• Что сделать: Возьмите из фрагмента о советских авиаконструкторах всё, что идёт от слов "Крестьянский сын Ильюшин" и вплоть до слов "Болховитинова – и сгинул.", и замените в этом отрывке "Берлин" на "Кёнигсберг", пожалуйста.

### Фрагмент текста ###

…Появлялись десятки новых моделей – более или менее удачных. Одно отмирало, другое выживало.
Крестьянский сын Ильюшин строил бомбардировщик, впоследствии известный как Ил-4 и уже в 1941 году бомбивший Берлин. Яковлев создал целое семейство спортивных машин. Туполев, мэтр бомбардировщиков, пытался построить двухмоторный истребитель с динамо-реактивной пушкой Курчевского. Он же сконструировал одномоторный, с рекордным размахом крыльев АНТ-25, на котором Чкалов полетит через полюс в Америку. Сначала туда отправился один из первых Героев – Леваневский, из-за утечки масла вернулся с полдороги и на совещании у Сталина назвал Туполева вредителем. Вторую попытку предпринял на самолёте конструкции Болховитинова – и сгинул.

### Исходные данные ###

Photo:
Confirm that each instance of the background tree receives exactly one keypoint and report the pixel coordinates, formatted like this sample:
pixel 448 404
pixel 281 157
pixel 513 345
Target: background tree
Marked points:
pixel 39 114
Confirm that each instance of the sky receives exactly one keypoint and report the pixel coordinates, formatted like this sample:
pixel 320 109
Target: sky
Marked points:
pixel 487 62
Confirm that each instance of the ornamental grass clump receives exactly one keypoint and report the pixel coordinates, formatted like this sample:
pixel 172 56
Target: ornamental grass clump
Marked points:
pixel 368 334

###

• Ожидаемый ответ:
Крестьянский сын Ильюшин строил бомбардировщик, впоследствии известный как Ил-4 и уже в 1941 году бомбивший Кёнигсберг. Яковлев создал целое семейство спортивных машин. Туполев, мэтр бомбардировщиков, пытался построить двухмоторный истребитель с динамо-реактивной пушкой Курчевского. Он же сконструировал одномоторный, с рекордным размахом крыльев АНТ-25, на котором Чкалов полетит через полюс в Америку. Сначала туда отправился один из первых Героев – Леваневский, из-за утечки масла вернулся с полдороги и на совещании у Сталина назвал Туполева вредителем. Вторую попытку предпринял на самолёте конструкции Болховитинова – и сгинул.